══ MATERIAL PROVIDED

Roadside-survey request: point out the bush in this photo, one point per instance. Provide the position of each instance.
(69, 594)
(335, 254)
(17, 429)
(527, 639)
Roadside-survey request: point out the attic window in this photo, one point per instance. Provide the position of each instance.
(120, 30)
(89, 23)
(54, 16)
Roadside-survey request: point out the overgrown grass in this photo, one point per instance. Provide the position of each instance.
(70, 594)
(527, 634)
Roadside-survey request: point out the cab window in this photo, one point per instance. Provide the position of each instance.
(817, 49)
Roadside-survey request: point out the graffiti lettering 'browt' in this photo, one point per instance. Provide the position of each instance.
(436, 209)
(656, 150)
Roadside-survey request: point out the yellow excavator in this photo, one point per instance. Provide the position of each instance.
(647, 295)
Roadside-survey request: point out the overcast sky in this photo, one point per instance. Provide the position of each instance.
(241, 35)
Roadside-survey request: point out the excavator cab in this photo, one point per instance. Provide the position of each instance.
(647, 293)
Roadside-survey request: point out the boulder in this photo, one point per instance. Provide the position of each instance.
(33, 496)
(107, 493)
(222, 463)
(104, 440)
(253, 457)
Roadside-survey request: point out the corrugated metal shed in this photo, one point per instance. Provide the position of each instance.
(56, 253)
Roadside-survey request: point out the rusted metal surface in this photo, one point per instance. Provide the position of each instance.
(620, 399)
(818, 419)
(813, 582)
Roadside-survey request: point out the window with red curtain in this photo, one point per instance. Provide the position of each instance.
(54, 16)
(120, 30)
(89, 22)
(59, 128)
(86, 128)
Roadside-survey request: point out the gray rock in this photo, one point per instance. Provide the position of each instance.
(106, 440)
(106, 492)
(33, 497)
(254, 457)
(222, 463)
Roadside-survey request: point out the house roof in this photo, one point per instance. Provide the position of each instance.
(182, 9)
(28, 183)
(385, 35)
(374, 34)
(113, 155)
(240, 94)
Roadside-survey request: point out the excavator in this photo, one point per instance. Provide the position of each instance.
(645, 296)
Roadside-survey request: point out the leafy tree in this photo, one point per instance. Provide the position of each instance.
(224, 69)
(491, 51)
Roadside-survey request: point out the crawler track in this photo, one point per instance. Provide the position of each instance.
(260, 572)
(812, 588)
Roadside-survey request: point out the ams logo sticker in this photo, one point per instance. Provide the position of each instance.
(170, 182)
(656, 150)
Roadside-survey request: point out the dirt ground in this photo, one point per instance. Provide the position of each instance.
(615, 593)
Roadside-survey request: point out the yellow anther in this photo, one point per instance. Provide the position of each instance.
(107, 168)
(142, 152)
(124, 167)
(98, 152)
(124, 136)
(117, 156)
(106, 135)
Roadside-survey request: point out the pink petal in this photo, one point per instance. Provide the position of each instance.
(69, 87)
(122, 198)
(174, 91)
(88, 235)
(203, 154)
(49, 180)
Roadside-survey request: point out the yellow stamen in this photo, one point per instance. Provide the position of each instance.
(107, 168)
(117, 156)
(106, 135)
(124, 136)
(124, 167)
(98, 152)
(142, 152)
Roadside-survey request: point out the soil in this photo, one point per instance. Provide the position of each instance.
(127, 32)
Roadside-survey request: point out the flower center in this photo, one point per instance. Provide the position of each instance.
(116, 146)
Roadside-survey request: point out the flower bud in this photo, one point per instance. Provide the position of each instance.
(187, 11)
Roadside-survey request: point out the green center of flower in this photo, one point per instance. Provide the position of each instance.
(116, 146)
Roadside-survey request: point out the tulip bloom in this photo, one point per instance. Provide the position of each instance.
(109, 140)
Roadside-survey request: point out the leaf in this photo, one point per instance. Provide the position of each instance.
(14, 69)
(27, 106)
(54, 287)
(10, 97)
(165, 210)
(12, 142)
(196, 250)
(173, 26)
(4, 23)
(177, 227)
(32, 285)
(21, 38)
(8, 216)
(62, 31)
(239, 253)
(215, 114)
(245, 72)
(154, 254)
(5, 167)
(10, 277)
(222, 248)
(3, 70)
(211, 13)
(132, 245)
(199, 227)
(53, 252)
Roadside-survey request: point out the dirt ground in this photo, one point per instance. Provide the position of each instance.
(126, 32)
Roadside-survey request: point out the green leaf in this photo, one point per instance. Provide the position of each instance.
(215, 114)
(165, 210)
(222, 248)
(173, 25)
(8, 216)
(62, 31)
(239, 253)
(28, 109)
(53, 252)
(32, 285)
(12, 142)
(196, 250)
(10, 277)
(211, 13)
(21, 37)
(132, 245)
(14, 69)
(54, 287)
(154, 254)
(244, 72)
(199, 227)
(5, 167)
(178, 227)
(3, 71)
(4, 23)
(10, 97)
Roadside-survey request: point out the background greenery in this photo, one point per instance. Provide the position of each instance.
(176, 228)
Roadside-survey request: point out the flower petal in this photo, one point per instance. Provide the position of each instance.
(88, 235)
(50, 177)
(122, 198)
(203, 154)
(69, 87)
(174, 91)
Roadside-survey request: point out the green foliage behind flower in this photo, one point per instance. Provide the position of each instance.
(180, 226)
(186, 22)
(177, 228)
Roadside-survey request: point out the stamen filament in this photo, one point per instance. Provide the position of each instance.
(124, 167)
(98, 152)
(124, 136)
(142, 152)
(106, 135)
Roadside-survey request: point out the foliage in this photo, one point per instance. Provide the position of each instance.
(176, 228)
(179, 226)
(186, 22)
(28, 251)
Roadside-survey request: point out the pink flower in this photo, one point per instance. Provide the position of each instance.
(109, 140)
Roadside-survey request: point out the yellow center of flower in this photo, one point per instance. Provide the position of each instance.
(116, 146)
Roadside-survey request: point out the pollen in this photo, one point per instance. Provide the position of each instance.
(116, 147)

════

__TASK__:
Your answer must be every record above, set down exactly as written.

__RESPONSE TO THE EXERCISE__:
Roadside-survey request: point out the bush in this photo, one point per instance. Provide the position of each instance.
(69, 594)
(335, 254)
(17, 429)
(527, 639)
Roadside-survey request: point out the attic window in this photo, one point per instance. Provide the position of each instance.
(120, 30)
(89, 23)
(54, 16)
Roadside-survey request: point out the overgrown grass in this photo, one point per instance. Provide the position of each instance.
(70, 594)
(527, 634)
Roadside-survey request: point out the cab window in this photo, one point per instance. Provide the position of each instance.
(817, 49)
Roadside-survey request: point out the graffiti lettering 'browt' in this photo, one point per instance. Provide the position of each instance.
(436, 209)
(656, 150)
Roadside-survey request: point out the yellow excavator in this photo, one point per instance. Provide the position of each instance.
(647, 295)
Roadside-survey request: point out the overcast sky in this photo, one point per instance. Provide the position of each instance.
(241, 35)
Roadside-survey request: point out the excavator cab in this photo, one point per instance. Provide the position of each instance.
(647, 293)
Roadside-survey request: point out the boulder in this photo, one point per instance. Provide the position of each instance.
(33, 496)
(107, 493)
(222, 463)
(104, 440)
(253, 457)
Roadside-survey request: point out the corrugated metal shed in this photo, one point per instance. Provide the position of each instance.
(56, 253)
Roadside-survey request: point out the rusted metal surface in this photo, one point per instance. Provide the position of each instance.
(620, 399)
(818, 419)
(813, 582)
Roadside-survey request: point out the window with red curtain in this photo, one point per instance. Provide the position of each instance.
(54, 16)
(120, 30)
(89, 22)
(59, 128)
(86, 128)
Roadside-survey request: point out the gray rock in this photo, one point per instance. Provide the position of each instance.
(106, 440)
(106, 492)
(33, 497)
(254, 457)
(222, 463)
Roadside-survey request: point out the house roof in this photo, one point per instance. Provide the position of each instance.
(182, 9)
(28, 183)
(385, 35)
(374, 34)
(113, 155)
(240, 94)
Roadside-survey request: point out the excavator in this photo, one point per instance. Provide the position of each instance.
(645, 296)
Roadside-survey request: point out the leafy tree in this photo, one point per instance. Provide the position of each instance.
(224, 69)
(491, 51)
Roadside-survey request: point out the crawler track in this photo, one point per instance. Provide the position of each instance.
(260, 572)
(812, 588)
Roadside-survey request: point out the ams logo sticker in this photo, one point per instance. Provide the position of each instance.
(170, 182)
(656, 150)
Roadside-survey request: point out the dirt ground in this photo, one point per instance. Provide the position of each instance.
(615, 593)
Roadside-survey request: point out the yellow anther in this photo, one point per instance. Provide the position of each instance.
(107, 168)
(142, 152)
(124, 167)
(98, 152)
(124, 136)
(117, 156)
(106, 135)
Roadside-survey request: point out the pink petal in this photo, one point per instance. Provide the position of each instance.
(69, 87)
(122, 198)
(174, 91)
(88, 235)
(203, 154)
(49, 180)
Roadside-survey request: point out the yellow stamen in this photo, one point per instance. Provide the position of each instance.
(107, 168)
(117, 156)
(106, 135)
(124, 136)
(124, 167)
(98, 152)
(142, 152)
Roadside-survey request: point out the soil in this photo, one point per instance. Provide the position of each instance.
(127, 32)
Roadside-survey request: point out the flower center in this photo, one point per instance. Provide the position of each instance.
(116, 146)
Roadside-survey request: point out the flower bud in this photo, one point per instance. Provide the position of each instance.
(187, 11)
Roadside-survey request: point out the green center of flower in this photo, one point per instance. Provide the position of each instance.
(116, 146)
Roadside-survey request: point out the tulip bloom in this photo, one point per instance. Provide the position of each instance.
(109, 140)
Roadside-survey request: point out the leaf in this photo, one point per instance. Provide the position of each instance.
(14, 69)
(27, 106)
(54, 287)
(10, 97)
(165, 210)
(12, 142)
(196, 250)
(173, 26)
(4, 23)
(177, 227)
(32, 285)
(21, 38)
(8, 216)
(62, 31)
(239, 253)
(215, 114)
(245, 72)
(154, 254)
(5, 167)
(10, 277)
(222, 248)
(3, 70)
(211, 13)
(132, 245)
(199, 227)
(53, 252)
Roadside-survey request: point out the dirt ground in this photo, one point per instance. Provide the position of each instance.
(126, 32)
Roadside-survey request: point out the green leaf in this photo, one point per instance. Provide the position of each instance.
(215, 114)
(165, 210)
(222, 248)
(173, 25)
(8, 216)
(62, 31)
(239, 253)
(28, 109)
(53, 252)
(32, 285)
(12, 142)
(196, 250)
(10, 277)
(211, 13)
(21, 37)
(132, 245)
(14, 69)
(54, 287)
(154, 254)
(244, 72)
(199, 227)
(5, 167)
(178, 227)
(3, 71)
(4, 23)
(10, 97)
Roadside-survey request: point out the background greenery in this photo, one point per instance. Provide the position of each instance.
(176, 228)
Roadside-survey request: point out the flower petal in this photo, one point per instance. Provide the position of each instance.
(88, 235)
(50, 177)
(122, 198)
(203, 154)
(69, 87)
(174, 91)
Roadside-survey request: point out the green foliage behind flower in this photo, one point per instance. Provide the position of each instance.
(180, 226)
(186, 22)
(177, 228)
Roadside-survey request: point out the stamen filament in this photo, one point per instance. Provide the position of each instance.
(124, 167)
(98, 152)
(124, 136)
(142, 152)
(106, 135)
Roadside-survey request: point out the foliage in this photo, one point per instance. Provide the position of each instance.
(176, 228)
(179, 226)
(186, 22)
(28, 251)
Roadside-survey request: point out the pink flower in this photo, one point per instance. Provide the position of each instance.
(109, 140)
Roadside-survey request: point out the yellow center of flower in this photo, one point per instance. Provide the position of each instance.
(116, 146)
Roadside-survey request: point out the pollen in this photo, one point per instance. Provide the position of each instance.
(116, 147)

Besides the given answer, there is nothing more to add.